> A block of data:
• • • • • • •
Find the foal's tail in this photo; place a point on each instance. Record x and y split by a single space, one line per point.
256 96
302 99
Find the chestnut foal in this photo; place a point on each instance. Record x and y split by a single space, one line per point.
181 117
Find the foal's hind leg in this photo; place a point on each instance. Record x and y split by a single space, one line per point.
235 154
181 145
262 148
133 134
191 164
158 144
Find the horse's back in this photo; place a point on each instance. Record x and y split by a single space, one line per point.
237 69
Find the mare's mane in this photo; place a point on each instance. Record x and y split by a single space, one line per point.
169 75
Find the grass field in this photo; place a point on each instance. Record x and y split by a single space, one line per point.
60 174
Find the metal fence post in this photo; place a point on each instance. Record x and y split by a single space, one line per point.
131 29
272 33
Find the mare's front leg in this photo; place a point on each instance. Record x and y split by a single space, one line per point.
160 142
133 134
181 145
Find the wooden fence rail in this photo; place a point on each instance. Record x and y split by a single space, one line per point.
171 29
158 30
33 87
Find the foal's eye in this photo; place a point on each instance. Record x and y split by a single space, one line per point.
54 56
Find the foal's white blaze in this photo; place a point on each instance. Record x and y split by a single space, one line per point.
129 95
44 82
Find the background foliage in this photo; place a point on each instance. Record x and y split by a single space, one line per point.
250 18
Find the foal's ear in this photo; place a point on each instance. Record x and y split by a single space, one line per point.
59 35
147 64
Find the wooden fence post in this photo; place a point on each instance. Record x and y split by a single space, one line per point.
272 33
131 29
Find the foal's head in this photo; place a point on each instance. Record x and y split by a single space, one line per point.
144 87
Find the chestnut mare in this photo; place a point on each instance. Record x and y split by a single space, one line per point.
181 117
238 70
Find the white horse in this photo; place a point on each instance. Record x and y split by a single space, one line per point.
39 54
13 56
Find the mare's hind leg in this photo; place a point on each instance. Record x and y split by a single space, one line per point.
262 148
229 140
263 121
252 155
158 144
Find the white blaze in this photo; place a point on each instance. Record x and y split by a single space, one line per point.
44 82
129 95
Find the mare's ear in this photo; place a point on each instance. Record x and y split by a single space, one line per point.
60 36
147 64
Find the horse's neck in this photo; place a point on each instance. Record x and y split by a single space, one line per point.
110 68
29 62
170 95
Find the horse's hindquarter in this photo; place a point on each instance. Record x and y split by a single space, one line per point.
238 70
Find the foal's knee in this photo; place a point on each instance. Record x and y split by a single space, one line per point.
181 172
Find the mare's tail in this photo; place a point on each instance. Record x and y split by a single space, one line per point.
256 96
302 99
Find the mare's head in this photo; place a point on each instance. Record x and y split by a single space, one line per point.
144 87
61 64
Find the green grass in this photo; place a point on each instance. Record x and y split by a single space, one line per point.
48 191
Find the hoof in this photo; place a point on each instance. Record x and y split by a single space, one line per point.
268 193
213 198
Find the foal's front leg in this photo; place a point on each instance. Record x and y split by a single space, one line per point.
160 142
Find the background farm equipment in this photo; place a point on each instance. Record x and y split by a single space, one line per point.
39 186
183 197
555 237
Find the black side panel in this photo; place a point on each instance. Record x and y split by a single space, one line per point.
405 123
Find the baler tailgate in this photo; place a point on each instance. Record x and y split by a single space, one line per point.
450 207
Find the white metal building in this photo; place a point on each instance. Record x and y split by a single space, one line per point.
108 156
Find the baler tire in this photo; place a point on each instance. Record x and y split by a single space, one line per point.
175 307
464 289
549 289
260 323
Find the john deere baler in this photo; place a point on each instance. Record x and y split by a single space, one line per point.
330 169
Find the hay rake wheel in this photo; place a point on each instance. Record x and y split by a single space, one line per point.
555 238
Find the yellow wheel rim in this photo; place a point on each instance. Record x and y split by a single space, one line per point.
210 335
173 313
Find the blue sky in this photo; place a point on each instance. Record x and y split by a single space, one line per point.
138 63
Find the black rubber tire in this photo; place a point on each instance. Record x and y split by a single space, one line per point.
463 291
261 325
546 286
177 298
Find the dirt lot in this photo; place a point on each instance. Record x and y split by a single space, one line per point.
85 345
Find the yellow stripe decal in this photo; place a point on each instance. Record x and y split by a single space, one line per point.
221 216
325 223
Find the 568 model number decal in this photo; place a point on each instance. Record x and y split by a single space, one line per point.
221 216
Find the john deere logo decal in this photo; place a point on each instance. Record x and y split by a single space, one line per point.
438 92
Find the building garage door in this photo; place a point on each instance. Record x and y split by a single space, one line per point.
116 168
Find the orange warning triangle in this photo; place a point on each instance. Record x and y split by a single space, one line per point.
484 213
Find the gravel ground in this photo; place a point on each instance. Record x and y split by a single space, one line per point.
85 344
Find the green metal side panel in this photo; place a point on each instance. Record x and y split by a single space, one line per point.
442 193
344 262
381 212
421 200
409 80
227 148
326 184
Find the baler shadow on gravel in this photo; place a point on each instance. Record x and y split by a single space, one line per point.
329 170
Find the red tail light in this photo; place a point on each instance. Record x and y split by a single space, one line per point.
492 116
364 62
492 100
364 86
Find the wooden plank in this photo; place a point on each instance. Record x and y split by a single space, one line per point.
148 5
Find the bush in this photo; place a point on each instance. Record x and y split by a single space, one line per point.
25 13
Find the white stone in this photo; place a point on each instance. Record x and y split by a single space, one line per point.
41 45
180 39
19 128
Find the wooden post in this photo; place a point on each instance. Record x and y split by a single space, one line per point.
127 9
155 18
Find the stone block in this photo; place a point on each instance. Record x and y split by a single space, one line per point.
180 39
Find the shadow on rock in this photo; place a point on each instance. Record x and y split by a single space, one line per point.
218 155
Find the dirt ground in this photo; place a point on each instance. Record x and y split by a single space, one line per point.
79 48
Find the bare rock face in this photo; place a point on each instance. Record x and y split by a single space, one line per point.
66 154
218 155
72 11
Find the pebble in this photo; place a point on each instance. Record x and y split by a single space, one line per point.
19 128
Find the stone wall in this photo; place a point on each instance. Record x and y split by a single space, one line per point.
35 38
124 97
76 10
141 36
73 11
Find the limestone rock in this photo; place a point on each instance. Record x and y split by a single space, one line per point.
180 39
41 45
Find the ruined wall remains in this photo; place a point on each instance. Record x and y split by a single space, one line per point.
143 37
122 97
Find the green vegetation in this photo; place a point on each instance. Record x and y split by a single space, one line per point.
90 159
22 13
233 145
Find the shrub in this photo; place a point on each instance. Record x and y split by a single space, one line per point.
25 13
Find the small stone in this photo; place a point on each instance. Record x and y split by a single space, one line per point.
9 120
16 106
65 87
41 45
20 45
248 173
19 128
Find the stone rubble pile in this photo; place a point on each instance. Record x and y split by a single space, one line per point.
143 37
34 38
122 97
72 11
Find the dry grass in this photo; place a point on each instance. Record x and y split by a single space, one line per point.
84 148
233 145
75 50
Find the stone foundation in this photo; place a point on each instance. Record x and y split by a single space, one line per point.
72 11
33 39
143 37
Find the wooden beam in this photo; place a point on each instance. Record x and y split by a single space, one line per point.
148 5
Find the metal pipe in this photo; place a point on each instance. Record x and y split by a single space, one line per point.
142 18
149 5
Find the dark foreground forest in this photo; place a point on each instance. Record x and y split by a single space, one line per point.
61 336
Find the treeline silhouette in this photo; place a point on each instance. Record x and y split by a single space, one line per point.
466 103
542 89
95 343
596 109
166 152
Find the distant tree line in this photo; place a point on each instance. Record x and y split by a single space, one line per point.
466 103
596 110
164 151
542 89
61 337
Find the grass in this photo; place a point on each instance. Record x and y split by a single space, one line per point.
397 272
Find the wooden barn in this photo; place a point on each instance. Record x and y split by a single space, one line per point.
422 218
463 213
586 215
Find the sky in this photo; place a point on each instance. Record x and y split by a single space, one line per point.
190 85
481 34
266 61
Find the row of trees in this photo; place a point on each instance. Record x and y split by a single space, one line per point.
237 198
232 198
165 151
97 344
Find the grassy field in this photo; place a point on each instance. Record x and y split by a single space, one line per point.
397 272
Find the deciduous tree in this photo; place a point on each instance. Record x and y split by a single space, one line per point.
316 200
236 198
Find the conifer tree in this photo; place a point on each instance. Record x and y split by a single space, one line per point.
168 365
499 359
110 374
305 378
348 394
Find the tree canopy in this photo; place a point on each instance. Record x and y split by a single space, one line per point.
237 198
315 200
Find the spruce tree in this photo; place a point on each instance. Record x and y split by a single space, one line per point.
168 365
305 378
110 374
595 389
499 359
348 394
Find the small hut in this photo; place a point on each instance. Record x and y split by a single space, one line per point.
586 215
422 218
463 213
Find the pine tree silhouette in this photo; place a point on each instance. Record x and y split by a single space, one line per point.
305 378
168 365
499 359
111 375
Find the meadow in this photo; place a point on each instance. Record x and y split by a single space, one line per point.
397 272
• • • • • • •
> Task to carry out: Reproduce the lines of the records starting with the line containing "Find the pine" and going on through the end of the records, both ends included, with the requests kept as they are. Multiply every x and y coordinate in the answers by 0.8, and round each result to a whole number, with halves rounded up.

> Solution to the problem:
Find the pine tree silhouette in this photo; place a point on each instance. Record x and y split by a single space, one line per point.
244 302
134 292
399 287
89 300
Find the meadow in this photo; place a point on each instance. Record x and y split by a single space, one line per point.
318 218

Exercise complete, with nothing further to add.